■ DATASET ■
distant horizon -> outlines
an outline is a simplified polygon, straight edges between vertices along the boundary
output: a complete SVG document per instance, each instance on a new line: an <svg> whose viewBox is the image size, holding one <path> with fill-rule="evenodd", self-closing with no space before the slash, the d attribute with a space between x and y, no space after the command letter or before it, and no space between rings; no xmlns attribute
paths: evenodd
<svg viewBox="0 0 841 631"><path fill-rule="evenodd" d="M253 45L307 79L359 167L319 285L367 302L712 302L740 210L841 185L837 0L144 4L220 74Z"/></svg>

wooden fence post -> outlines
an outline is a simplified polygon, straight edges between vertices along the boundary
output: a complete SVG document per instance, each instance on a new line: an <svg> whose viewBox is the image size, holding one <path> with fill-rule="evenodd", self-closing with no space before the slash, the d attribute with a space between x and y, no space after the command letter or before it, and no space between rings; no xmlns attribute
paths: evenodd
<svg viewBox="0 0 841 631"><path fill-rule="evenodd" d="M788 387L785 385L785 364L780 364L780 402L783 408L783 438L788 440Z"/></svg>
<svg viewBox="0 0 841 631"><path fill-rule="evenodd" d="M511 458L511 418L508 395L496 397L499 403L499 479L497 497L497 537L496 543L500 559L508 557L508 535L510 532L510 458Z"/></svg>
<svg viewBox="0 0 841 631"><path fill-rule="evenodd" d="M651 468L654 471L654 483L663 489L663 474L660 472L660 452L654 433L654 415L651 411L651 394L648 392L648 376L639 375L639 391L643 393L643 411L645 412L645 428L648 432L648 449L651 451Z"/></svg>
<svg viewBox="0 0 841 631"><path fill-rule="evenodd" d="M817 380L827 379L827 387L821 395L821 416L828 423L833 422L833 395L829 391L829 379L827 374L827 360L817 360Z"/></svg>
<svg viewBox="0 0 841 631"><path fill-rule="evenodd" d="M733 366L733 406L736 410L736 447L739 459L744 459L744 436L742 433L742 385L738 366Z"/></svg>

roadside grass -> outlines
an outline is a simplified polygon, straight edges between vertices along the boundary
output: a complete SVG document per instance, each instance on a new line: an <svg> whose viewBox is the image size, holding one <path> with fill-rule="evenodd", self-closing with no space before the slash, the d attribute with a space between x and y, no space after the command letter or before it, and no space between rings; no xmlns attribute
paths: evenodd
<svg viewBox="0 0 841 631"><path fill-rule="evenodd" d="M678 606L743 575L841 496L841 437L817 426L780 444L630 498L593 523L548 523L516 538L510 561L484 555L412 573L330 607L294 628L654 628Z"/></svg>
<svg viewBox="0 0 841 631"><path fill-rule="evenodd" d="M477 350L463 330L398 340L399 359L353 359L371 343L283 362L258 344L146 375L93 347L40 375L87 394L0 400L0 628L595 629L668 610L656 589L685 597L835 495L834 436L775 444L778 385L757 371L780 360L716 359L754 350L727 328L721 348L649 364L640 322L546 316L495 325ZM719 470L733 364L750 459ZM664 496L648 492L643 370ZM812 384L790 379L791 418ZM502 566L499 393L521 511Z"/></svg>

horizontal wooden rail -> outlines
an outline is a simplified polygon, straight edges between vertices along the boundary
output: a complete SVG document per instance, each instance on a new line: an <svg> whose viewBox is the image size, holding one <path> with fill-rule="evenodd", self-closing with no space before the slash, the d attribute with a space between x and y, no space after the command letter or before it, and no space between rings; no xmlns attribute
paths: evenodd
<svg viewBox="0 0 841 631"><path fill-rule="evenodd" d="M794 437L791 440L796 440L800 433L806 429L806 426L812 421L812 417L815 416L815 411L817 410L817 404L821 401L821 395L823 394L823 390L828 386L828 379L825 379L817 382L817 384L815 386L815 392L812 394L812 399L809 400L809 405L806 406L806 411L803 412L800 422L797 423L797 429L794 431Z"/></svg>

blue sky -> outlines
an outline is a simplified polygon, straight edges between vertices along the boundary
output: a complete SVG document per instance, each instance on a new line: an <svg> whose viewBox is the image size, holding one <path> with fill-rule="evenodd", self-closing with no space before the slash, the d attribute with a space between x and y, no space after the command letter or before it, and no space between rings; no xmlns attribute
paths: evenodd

■ PROBLEM REQUIREMENTS ■
Change every occurrence of "straight edges" in the rows above to "straight segments", and reproduce the rows with nothing else altered.

■ TASK ANSWER ■
distant horizon -> outlines
an outline is a simplified polygon, straight segments between vertices along the boundary
output: a complete SVG document per instance, each instance on a new line: an <svg> whose viewBox is the image size, holding one <path> with fill-rule="evenodd", self-closing with no space before the slash, the d attribute with a space between x and y, no space after the command letter or before it, and no space between rings; no xmlns attribute
paths: evenodd
<svg viewBox="0 0 841 631"><path fill-rule="evenodd" d="M253 45L307 79L359 167L319 285L367 302L712 302L740 210L841 185L837 0L144 4L220 74Z"/></svg>

wooden fence post -> outlines
an outline is a simplified polygon, straight segments between vertices along the boundary
output: a complete SVG document per instance, each instance on a new line: an <svg> whose viewBox is the image size, holding one <path> with fill-rule="evenodd", self-closing with no space before the slash, the d attribute with a space between x and y, no space after the command letter or before it, and no space between rings; no xmlns attribute
paths: evenodd
<svg viewBox="0 0 841 631"><path fill-rule="evenodd" d="M788 387L785 385L785 364L780 364L780 402L783 408L783 438L788 440Z"/></svg>
<svg viewBox="0 0 841 631"><path fill-rule="evenodd" d="M511 458L511 418L508 395L496 397L499 403L499 479L497 497L497 537L496 543L500 559L508 557L508 535L510 532L510 458Z"/></svg>
<svg viewBox="0 0 841 631"><path fill-rule="evenodd" d="M651 468L654 471L654 483L663 489L663 474L660 472L660 452L654 433L654 415L651 411L651 394L648 392L648 376L639 375L639 391L643 393L643 411L645 412L645 428L648 432L648 449L651 451Z"/></svg>
<svg viewBox="0 0 841 631"><path fill-rule="evenodd" d="M817 380L827 379L827 387L821 395L821 416L828 423L833 422L833 395L829 391L829 379L827 374L827 360L817 360Z"/></svg>
<svg viewBox="0 0 841 631"><path fill-rule="evenodd" d="M733 366L733 406L736 410L736 447L739 459L744 459L744 436L742 433L742 385L738 366Z"/></svg>

roadside grass -> outlines
an outline is a simplified polygon, straight segments between vertices along the boundary
output: a complete SVG document per instance, each instance on a new line: an <svg> whose viewBox is the image size, holding one <path> with fill-rule="evenodd", self-closing with no space before the slash, the d attribute with a space between x and y, no space after the command letter or before it, and no space between rings; no xmlns attribute
paths: evenodd
<svg viewBox="0 0 841 631"><path fill-rule="evenodd" d="M678 606L743 575L841 496L841 437L817 426L780 444L630 498L593 523L548 523L516 538L510 561L484 555L412 573L330 607L294 628L654 628Z"/></svg>
<svg viewBox="0 0 841 631"><path fill-rule="evenodd" d="M477 350L463 330L398 340L399 359L353 359L371 343L283 362L258 344L146 375L93 347L40 375L87 394L0 400L0 628L595 629L668 610L656 589L685 597L835 495L834 436L775 444L778 385L757 371L780 360L716 359L754 350L727 328L721 348L649 364L640 322L546 316L495 325ZM719 470L733 364L750 459ZM664 496L648 492L643 370ZM812 384L790 379L791 418ZM502 566L499 393L521 511Z"/></svg>

horizontal wooden rail -> outlines
an outline is a simplified polygon, straight segments between vertices along the boundary
output: a complete SVG document per instance, each instance on a new line: an <svg> whose viewBox is the image size, holding one <path> with fill-rule="evenodd", self-closing with no space before the slash, the d attribute with a space between x and y, no space after the command letter or before it, and no space between rings; no xmlns attribute
paths: evenodd
<svg viewBox="0 0 841 631"><path fill-rule="evenodd" d="M794 437L791 440L796 440L800 433L806 429L806 426L812 421L812 417L815 416L815 411L817 410L817 404L821 401L821 395L823 394L823 390L828 386L828 379L825 379L817 382L817 384L815 386L815 392L812 394L812 399L809 400L809 405L806 406L806 411L803 412L800 422L797 423L797 429L794 431Z"/></svg>

blue sky -> outlines
an outline is a simplified polygon, straight segments between vertices along the boundary
output: a complete SVG document per instance, each instance on a new line: an <svg> whose viewBox is the image size, holding one <path> with fill-rule="evenodd", self-closing with no space before the slash, the d attribute with a space between x and y, no space after the command letter or before it, and no space between rings; no xmlns attribute
paths: evenodd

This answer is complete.